Texto:
--
Líos de familia
Nuestros ancestros, denisovanos y neandertales copulaban entre ellos y tenían vástagos fértiles. Este descubrimiento –basado en las técnicas de análisis del ADN antiguo– ha llevado a algunos expertos a sostener que no se trataba de tres especies distintas, sino de una sola con rasgos muy diferenciados.
Gracias a las nuevas técnicas de análisis de ADN antiguo sabemos que tanto denisovanos como neandertales tuvieron descendencia fértil con nuestros antepasados, los humanos anatómicamente modernos.
También se reprodujeron entre ellos, como ha demostrado el estudio genético de los restos de Denny –un solo fragmento óseo–, una adolescente que vivió hace unos 90.000 años en las cuevas de Denisova (Siberia, Rusia), hija de madre neandertal y padre denisovano. Cuando poblaciones de esos diversos miembros del género Homo se hallaban cerca, era común que hubiera contactos sexuales de los que surgían híbridos. Grupos que habían evolucionado largo tiempo por separado –neandertales y denisovanos divergieron hace como mínimo 400.000 años, por ejemplo– podían tener vástagos fértiles que transmitían sus genes a sucesivas generaciones. Sabido esto, surge una duda: ¿estos tres tipos de antiguos humanos pertenecieron a distintas especies o podían englobarse en una sola de rasgos muy variados?
En el núcleo de esta cuestión se encuentra el concepto de especie y su dimensión biológica. Dicha noción proviene de los filósofos griegos. Para ellos, las especies eran entidades inmutables y eternas, destinadas a una existencia ilimitada. No cabe duda de que esta es una idea que surge en nuestro intelecto de forma intuitiva. Cuando observamos el mundo animal y vegetal nos resulta evidente que hay individuos más parecidos entre ellos de lo que lo son con respecto a otros. Pero para que tengan validez científica, las especies deben ser consideradas unidades reales que existen en la naturaleza y no simples abstracciones morfológicas.
El primer paso en ese proceso lo dio el naturalista sueco Carlos Linneo (1707-1778), que agrupaba ejemplares que compartían un carácter o un conjunto de caracteres muy amplio y general. Con ese punto de partida, Linneo fue formando grupos menores dentro de aquellos, con individuos que, además del primer carácter general, compartían otros menores o subordinados. Así fue estableciendo grupos progresivamente menores, hasta llegar a la ultima categoría: la especie, que no admitía más divisiones jerárquicas. Esta metodología de ir de lo más general a lo más concreto permitió al científico escandinavo hacer el primer intento de organización del mundo natural. Denominó alrededor de 4.400 especies, en lo que supuso un formidable esfuerzo integrador.
--
Datos mostrados:
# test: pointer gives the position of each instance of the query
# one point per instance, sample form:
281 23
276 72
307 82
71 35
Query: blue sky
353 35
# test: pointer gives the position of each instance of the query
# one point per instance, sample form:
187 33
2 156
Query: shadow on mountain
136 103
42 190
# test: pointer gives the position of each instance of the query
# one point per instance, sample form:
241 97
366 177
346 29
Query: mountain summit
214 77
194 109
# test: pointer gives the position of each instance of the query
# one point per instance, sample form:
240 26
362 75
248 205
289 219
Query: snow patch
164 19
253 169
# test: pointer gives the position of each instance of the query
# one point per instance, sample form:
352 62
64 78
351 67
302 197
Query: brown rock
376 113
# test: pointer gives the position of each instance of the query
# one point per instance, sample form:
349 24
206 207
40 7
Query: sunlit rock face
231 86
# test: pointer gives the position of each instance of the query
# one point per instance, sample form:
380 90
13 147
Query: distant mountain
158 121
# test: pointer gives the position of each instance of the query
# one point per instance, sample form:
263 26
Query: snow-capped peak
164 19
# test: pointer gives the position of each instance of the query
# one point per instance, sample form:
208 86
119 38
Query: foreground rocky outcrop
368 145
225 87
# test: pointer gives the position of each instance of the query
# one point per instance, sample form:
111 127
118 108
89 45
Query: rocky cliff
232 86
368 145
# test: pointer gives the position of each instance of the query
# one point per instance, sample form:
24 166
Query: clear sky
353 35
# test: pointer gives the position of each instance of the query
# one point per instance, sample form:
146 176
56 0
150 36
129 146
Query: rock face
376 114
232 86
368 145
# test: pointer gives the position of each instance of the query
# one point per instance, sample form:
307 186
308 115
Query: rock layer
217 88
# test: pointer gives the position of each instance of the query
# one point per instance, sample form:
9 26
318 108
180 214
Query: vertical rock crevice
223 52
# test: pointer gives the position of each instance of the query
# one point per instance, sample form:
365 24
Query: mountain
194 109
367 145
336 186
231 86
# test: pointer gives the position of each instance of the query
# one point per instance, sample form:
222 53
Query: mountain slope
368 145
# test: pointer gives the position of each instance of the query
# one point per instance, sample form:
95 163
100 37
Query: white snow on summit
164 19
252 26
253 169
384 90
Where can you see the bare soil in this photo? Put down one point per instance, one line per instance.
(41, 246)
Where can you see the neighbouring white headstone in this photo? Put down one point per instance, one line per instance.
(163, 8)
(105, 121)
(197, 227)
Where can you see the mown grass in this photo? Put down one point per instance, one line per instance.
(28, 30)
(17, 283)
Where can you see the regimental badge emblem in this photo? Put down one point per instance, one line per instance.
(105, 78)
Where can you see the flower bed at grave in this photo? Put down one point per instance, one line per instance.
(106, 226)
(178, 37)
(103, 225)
--
Qué se pide:
Determina si las afirmaciones (a), (b) y (c) concuerdan con el texto sobre los cruces entre humanos antiguos. Para cada una, responde sí o no y cita literalmente las palabras del texto que lo deciden.
(a) Denny era hija de padre neandertal y madre denisovana.
(b) Neandertales y denisovanos se separaron hace al menos 400.000 años.
(c) Linneo dio nombre a unas 4.400 especies.

Respuesta final:
(a) No: "hija de madre neandertal y padre denisovano".
(b) Sí: "neandertales y denisovanos divergieron hace como mínimo 400.000 años".
(c) Sí: "Denominó alrededor de 4.400 especies".